== Input data

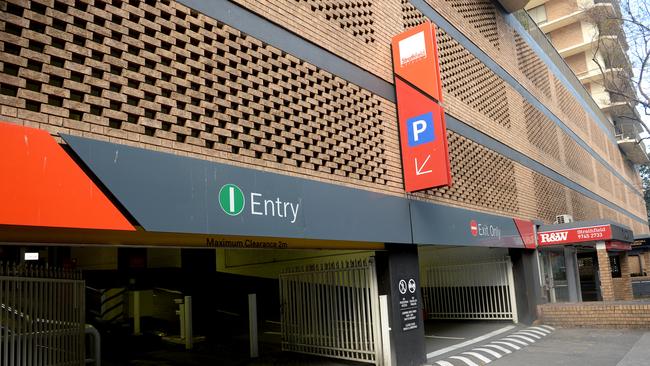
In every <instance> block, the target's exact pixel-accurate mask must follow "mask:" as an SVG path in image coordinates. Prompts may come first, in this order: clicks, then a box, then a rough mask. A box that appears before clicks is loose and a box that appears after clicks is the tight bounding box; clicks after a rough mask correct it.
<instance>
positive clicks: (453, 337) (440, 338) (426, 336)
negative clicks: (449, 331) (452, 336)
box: [424, 336, 465, 340]
mask: <svg viewBox="0 0 650 366" xmlns="http://www.w3.org/2000/svg"><path fill="white" fill-rule="evenodd" d="M424 338H437V339H456V340H463V339H465V338H461V337H445V336H424Z"/></svg>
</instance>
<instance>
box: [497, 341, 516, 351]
mask: <svg viewBox="0 0 650 366" xmlns="http://www.w3.org/2000/svg"><path fill="white" fill-rule="evenodd" d="M492 343H498V344H505V345H506V346H510V347H512V348H514V349H516V350H519V349H521V347H519V346H517V345H516V344H512V343H508V342H502V341H494V342H492Z"/></svg>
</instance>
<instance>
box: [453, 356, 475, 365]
mask: <svg viewBox="0 0 650 366" xmlns="http://www.w3.org/2000/svg"><path fill="white" fill-rule="evenodd" d="M449 358H453V359H455V360H460V361H463V362H465V363H466V364H467V366H478V365H477V364H476V363H474V361H472V360H470V359H469V358H467V357H463V356H451V357H449Z"/></svg>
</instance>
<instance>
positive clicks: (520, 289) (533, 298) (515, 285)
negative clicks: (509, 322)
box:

====

-- What you will do --
Write out every record above exactly as it stands, but leave out the pictures.

-- Response for this exercise --
In every <instance> block, the target's exact pixel-accurate mask must follow "mask:" as an SVG path in image coordinates. Prompts may come first, in this order: clicks, then a box, then a rough mask. A box that appears before clicks is loose and a box that appears after clicks is the tight bounding box; clicks after a rough mask correct it.
<instance>
positive clicks: (453, 337) (440, 338) (426, 336)
negative clicks: (449, 331) (452, 336)
box: [424, 336, 465, 340]
mask: <svg viewBox="0 0 650 366" xmlns="http://www.w3.org/2000/svg"><path fill="white" fill-rule="evenodd" d="M424 338H437V339H456V340H463V339H465V338H461V337H445V336H424Z"/></svg>
</instance>
<instance>
box: [497, 341, 516, 351]
mask: <svg viewBox="0 0 650 366" xmlns="http://www.w3.org/2000/svg"><path fill="white" fill-rule="evenodd" d="M492 343H498V344H505V345H506V346H510V347H512V348H514V349H516V350H519V349H521V347H519V346H517V345H516V344H512V343H508V342H502V341H494V342H492Z"/></svg>
</instance>
<instance>
box: [453, 356, 475, 365]
mask: <svg viewBox="0 0 650 366" xmlns="http://www.w3.org/2000/svg"><path fill="white" fill-rule="evenodd" d="M449 358H453V359H455V360H460V361H463V362H465V363H466V364H467V366H478V365H477V364H476V363H474V361H472V360H470V359H469V358H467V357H463V356H451V357H449Z"/></svg>
</instance>
<instance>
positive clicks: (520, 289) (533, 298) (515, 285)
negative clicks: (509, 322)
box:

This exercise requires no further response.